The records:
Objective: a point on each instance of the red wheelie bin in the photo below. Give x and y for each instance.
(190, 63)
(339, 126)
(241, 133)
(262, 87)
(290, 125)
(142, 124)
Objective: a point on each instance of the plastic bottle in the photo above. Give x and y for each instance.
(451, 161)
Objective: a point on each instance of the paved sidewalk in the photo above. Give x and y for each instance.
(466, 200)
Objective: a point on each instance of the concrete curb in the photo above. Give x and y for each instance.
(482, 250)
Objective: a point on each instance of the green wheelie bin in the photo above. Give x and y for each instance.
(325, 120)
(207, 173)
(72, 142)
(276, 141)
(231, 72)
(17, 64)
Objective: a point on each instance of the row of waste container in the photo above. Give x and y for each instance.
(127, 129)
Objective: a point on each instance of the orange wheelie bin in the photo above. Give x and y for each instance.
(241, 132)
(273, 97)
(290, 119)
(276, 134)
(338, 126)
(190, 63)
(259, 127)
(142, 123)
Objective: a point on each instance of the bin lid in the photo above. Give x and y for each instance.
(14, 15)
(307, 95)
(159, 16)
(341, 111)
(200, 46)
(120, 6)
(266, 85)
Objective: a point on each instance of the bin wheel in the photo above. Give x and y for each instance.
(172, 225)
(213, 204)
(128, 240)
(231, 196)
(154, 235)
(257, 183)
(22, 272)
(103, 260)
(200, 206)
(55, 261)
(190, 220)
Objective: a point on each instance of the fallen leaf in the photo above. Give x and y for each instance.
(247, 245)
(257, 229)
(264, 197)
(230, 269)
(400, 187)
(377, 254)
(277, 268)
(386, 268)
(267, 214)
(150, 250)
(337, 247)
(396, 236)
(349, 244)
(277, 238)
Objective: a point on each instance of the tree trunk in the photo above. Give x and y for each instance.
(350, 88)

What you will do: Reproduce all the records above, replacing every "wheelie bin" with "trash cart" and leaving everything else untouched.

Solved exercise:
Objective: a point on each instance of the red trash cart in the photo below. Give x and y for each instance.
(190, 63)
(339, 126)
(241, 133)
(262, 87)
(290, 125)
(142, 124)
Objective: a point on each instance of the plastic bottle in the photo above. Give x and y for each instance.
(451, 161)
Objective: a point on each instance of the paved sidewalk in the photo above. Give x and y for each instance.
(466, 200)
Objective: a point on each instance of the concrete curb in the photo above. Give x and y for each instance.
(482, 250)
Objective: a point on each instance of the green trash cart in the photo above. Give x and y for each instance.
(325, 120)
(207, 173)
(72, 142)
(276, 141)
(231, 72)
(17, 64)
Objective: a point on each instance of the row of waste container in the photo above. Give x and y for each instance.
(127, 129)
Objective: a point on each instance of the orange trash cart in the photo above. Give x and y for each instance.
(241, 132)
(273, 97)
(290, 119)
(276, 134)
(338, 126)
(190, 63)
(259, 127)
(142, 123)
Objective: a point on each instance of the bin lid in the photo above. Give x and y for each instance.
(14, 15)
(307, 95)
(159, 16)
(341, 111)
(200, 46)
(120, 6)
(266, 85)
Objective: a point on each instance of the bin wheel in the photo above. Give x and y for each instance.
(172, 225)
(213, 204)
(128, 240)
(231, 196)
(154, 235)
(257, 183)
(22, 272)
(103, 260)
(200, 206)
(55, 261)
(190, 220)
Objective: a point on each instance of the fallen leaf in the photo above. Give x and y for each instance.
(247, 245)
(257, 229)
(264, 197)
(230, 269)
(400, 187)
(377, 254)
(277, 268)
(386, 268)
(267, 214)
(150, 250)
(337, 247)
(396, 236)
(349, 244)
(277, 238)
Objective: a point on each instance of the tree trunk in the photo above. Give x and y for each instance.
(350, 88)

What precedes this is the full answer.